■ What is asked
1. Copy out, word for word, the passage of the post on quantum computing and encryption that begins with "This is exactly" and ends with "elliptic curve shenanigans.".
2. Continue the post on quantum computing and encryption from the point where it stops.
====== Extract ======
Cryptographers Brace For Quantum Revolution
Tokolosh writes: An article in Scientific American discusses the actions needed to address the looming advent of quantum computing and its ability to crack current encryption schemes. Interesting tidbits from the article: "'I'm genuinely worried we're not going to be ready in time,' says Michele Mosca, co-founder of the Institute for Quantum Computing (IQC) at the University of Waterloo..." and "Intelligence agencies have also taken notice. On August 11, the US National Security Agency (NSA) revealed its intention to transition to quantum-resistant protocols when it released security recommendations to its vendors and clients." Another concern is "intercept now, decrypt later", which presumably refers to the giant facility in Utah.In related news, an anonymous reader points out that the NSA has updated a page on its website, announcing plans to shift the encryption of government and military data from current cryptographic schemes to new ones that can resist an attack by quantum computers.
This is exactly the sort of situation where the NSA could be the most useful/helpful to us - but no one in tech will trust them to provide actually secure encryption protocols because of their elliptic curve shenanigans.
====== Information supplied ======
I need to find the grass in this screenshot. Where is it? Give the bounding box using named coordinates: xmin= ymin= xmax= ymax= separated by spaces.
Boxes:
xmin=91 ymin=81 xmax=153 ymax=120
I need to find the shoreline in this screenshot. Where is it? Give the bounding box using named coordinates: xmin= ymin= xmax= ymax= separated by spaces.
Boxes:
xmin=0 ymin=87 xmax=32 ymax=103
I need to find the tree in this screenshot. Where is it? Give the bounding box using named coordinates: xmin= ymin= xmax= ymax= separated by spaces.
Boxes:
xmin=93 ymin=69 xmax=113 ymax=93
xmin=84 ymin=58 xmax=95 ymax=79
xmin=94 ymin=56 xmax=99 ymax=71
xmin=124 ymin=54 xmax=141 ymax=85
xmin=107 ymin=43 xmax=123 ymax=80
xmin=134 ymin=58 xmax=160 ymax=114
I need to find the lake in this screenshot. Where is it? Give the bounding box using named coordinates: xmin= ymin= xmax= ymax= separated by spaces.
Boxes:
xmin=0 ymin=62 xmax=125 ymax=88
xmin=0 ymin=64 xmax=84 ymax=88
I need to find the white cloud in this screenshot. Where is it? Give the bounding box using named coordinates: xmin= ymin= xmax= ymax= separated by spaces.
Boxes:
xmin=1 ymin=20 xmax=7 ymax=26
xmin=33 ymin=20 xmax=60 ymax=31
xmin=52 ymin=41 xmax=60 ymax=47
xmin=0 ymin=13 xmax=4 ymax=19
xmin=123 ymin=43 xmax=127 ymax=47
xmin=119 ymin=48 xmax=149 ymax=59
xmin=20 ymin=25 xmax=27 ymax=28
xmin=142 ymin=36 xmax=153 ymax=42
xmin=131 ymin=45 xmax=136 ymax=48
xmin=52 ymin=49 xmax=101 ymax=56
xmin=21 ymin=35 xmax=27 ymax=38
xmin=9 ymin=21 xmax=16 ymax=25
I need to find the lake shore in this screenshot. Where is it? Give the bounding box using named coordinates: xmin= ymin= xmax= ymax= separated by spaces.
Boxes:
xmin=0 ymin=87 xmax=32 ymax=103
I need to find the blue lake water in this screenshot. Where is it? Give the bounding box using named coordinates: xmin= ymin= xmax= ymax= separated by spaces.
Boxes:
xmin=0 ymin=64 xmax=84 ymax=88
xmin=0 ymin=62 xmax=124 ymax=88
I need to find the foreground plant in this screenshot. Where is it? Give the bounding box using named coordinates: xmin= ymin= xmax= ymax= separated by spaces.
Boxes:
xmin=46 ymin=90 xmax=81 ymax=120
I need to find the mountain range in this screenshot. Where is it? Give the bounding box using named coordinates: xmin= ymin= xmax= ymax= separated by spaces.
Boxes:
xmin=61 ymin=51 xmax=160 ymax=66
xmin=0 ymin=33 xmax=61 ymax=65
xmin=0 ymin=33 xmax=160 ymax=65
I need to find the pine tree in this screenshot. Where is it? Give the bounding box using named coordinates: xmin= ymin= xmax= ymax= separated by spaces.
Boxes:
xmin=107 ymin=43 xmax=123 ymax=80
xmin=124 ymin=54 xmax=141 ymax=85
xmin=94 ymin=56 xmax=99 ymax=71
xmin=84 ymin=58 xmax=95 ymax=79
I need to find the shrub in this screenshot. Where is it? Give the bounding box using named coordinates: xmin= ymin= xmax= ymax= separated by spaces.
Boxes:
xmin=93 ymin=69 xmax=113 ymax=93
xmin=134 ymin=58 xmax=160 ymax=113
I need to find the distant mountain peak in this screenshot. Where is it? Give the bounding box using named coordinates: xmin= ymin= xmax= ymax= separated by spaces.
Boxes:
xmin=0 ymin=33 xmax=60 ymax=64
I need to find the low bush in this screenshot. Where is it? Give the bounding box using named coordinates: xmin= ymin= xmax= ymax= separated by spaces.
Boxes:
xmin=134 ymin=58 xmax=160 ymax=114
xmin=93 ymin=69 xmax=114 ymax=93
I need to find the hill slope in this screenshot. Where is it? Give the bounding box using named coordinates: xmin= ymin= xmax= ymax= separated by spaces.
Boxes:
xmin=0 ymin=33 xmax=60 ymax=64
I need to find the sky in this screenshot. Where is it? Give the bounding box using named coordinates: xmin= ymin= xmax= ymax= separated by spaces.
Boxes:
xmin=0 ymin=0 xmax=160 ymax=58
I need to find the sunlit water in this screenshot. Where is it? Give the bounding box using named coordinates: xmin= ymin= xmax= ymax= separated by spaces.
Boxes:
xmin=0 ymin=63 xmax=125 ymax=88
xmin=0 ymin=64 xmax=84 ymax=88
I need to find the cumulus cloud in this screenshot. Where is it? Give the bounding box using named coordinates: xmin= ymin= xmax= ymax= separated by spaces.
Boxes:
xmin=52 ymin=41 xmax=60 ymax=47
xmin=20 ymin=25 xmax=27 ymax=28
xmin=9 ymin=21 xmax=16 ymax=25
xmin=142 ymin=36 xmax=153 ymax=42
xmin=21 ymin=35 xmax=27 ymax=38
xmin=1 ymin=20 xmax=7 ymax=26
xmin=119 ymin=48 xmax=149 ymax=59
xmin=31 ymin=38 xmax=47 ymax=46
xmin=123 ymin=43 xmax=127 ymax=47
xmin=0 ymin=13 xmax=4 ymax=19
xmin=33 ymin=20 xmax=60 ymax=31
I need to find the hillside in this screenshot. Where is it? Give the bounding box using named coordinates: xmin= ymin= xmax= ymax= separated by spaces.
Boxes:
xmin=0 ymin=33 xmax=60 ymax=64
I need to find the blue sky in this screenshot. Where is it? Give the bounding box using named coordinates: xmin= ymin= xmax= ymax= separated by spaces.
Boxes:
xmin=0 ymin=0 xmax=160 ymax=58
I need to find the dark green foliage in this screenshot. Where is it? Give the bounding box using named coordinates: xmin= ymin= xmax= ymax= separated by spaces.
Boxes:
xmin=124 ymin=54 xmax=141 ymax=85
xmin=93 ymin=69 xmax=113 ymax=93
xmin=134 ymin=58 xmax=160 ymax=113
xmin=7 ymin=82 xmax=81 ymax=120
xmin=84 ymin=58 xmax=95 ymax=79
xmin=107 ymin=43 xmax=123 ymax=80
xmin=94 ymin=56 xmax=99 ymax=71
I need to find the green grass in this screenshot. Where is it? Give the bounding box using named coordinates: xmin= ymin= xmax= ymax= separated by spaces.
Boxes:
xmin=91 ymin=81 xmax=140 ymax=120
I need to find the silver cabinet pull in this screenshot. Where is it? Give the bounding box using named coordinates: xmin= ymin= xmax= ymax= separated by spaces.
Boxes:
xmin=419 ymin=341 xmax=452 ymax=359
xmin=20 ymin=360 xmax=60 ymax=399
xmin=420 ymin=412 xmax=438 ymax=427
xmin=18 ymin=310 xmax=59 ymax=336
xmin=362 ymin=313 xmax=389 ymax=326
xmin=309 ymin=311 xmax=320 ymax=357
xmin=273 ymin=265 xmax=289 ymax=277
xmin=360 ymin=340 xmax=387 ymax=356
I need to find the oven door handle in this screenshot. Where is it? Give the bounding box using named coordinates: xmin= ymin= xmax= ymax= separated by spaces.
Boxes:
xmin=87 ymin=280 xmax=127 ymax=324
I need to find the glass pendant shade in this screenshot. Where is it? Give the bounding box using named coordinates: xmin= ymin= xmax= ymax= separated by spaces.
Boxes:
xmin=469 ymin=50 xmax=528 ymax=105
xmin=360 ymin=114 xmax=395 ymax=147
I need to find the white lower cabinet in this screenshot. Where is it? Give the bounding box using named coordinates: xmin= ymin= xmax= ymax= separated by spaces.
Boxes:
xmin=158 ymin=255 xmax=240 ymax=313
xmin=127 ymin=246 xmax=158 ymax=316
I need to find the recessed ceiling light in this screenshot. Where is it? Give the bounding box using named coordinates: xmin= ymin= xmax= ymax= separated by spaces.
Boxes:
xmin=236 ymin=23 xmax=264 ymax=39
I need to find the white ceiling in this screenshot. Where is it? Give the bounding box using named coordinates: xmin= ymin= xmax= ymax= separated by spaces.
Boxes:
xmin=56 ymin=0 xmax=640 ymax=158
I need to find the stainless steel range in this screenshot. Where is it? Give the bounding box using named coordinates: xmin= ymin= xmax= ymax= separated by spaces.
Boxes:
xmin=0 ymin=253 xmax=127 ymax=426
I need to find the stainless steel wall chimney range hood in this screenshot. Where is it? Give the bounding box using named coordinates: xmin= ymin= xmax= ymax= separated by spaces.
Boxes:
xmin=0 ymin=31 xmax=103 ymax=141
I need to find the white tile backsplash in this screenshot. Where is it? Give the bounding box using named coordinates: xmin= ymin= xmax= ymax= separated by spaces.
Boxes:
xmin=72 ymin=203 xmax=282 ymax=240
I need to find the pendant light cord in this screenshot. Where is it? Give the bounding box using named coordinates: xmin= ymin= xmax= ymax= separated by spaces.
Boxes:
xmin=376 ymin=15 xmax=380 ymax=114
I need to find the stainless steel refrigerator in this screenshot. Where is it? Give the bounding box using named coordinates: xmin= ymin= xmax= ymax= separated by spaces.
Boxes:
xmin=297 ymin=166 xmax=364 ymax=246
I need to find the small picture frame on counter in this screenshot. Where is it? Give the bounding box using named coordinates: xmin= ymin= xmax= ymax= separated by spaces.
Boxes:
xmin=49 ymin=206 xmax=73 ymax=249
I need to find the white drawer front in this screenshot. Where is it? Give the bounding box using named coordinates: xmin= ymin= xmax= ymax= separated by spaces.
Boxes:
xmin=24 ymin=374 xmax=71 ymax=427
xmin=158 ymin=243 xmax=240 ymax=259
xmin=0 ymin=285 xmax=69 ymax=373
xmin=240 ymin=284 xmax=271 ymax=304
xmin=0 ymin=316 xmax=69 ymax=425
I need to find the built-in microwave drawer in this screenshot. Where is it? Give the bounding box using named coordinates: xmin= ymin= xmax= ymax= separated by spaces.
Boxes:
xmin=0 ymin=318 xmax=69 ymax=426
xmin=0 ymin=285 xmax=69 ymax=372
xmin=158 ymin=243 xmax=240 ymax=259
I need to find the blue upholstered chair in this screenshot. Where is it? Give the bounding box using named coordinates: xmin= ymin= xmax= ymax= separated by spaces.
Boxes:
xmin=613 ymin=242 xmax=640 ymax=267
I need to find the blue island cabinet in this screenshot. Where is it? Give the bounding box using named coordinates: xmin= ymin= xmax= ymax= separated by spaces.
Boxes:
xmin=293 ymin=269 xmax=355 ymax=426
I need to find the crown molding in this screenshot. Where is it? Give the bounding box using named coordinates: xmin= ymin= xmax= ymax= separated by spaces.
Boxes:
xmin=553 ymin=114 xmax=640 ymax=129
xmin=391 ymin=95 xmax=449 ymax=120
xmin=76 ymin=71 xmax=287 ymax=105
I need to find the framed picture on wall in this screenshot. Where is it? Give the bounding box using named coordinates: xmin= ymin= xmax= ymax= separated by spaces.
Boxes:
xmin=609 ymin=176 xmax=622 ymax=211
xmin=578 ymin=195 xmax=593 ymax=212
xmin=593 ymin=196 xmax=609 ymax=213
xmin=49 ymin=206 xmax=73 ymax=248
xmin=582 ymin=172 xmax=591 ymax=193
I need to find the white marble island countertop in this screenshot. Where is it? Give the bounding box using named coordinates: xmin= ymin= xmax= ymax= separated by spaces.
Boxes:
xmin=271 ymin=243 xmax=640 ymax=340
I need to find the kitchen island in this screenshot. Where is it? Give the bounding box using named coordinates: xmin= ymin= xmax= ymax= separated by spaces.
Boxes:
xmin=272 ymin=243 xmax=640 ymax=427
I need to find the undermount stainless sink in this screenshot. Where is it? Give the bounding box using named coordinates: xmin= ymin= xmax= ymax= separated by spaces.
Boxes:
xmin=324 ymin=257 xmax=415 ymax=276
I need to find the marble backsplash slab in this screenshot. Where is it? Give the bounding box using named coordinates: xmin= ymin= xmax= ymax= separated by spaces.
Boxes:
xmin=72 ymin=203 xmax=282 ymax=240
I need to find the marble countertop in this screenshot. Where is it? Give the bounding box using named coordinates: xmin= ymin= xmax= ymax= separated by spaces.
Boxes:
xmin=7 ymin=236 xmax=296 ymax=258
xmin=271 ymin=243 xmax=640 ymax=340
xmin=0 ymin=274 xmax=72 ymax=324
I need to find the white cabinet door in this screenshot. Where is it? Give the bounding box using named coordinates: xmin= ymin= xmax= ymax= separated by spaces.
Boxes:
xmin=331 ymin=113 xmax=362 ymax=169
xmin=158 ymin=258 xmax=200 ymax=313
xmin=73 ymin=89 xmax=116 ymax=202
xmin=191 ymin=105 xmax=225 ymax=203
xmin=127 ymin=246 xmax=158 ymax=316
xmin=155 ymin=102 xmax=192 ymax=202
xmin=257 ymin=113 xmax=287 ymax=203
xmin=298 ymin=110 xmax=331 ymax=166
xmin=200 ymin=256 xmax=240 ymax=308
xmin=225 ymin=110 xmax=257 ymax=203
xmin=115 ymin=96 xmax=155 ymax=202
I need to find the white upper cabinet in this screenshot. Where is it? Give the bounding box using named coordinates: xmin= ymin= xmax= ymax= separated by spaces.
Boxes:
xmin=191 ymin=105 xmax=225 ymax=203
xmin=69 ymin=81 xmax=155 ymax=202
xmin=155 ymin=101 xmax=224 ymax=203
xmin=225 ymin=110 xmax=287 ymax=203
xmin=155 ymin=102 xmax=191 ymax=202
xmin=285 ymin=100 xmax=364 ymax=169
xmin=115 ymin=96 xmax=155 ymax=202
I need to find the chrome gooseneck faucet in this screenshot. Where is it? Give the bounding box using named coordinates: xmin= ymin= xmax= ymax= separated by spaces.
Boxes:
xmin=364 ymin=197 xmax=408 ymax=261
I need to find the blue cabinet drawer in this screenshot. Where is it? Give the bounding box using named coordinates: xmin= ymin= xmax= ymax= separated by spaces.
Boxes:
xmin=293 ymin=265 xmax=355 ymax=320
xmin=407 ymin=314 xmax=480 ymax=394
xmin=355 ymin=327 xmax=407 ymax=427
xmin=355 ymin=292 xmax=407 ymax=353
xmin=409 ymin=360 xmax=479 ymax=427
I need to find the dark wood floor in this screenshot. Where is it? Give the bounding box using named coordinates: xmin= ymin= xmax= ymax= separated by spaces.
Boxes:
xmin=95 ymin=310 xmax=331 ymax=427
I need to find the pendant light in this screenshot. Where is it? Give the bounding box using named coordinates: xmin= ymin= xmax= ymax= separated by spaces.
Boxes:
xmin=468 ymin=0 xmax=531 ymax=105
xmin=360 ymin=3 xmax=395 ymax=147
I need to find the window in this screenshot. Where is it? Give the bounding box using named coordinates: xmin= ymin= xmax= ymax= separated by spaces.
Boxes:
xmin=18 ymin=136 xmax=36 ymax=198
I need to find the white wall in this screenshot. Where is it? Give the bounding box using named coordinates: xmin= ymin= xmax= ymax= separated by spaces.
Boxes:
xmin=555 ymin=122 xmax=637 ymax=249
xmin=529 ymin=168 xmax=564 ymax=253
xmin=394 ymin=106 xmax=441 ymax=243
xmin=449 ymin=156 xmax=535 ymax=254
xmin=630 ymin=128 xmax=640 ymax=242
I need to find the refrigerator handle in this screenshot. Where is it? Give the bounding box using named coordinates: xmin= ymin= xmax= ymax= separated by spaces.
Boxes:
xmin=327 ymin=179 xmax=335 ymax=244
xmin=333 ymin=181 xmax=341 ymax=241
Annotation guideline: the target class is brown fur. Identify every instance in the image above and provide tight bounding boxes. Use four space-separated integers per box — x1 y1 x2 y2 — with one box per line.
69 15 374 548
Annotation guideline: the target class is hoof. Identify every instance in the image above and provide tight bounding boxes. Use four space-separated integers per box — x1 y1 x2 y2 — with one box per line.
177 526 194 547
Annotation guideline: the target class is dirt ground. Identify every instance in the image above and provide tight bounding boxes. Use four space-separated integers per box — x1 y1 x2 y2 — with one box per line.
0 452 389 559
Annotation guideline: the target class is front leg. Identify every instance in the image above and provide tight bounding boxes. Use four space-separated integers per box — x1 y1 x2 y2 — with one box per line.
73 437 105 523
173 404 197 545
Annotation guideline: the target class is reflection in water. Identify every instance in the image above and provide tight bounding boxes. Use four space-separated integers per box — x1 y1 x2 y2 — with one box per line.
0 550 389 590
======
■ Answers to the exercises
1.
This is exactly the sort of situation where the NSA could be the most useful/helpful to us - but no one in tech will trust them to provide actually secure encryption protocols because of their elliptic curve shenanigans.

2.
#DeleteChrome
RSA factorization using today quantum registers is more than useless; The last year largest number processed was: 56,153. The quantum decoherence is faster when the number of particle increases; And to defeat the RSA some huge quantum registers are required. The only question: is a quantum machine that can process useful computing operation is even possible?
Quantum computers capable of cracking the higher keysizes that we we have now will never exist, and thus this concern is pointless. People who think otherwise aren't aware of the physics involved, and how the only people left researching making this shit don't believe it will ever work the way people want, they just keep going because it is their bread and butter now. Gotta feed the family.
They are not talking about breaking AES or Two Fish encryption. They are worried about breaking the key agreement. Currently when a communication channel is set up the two parties agree on a key for encrypting the communication. This is normally done by Diffie-Helman (D-H) key agreement or one party could select a key and then give it to the other party using the other parties RSA public key. Both RSA and D-H are based on the difficulty of solving math problems that quantum computing should be able to easily solve.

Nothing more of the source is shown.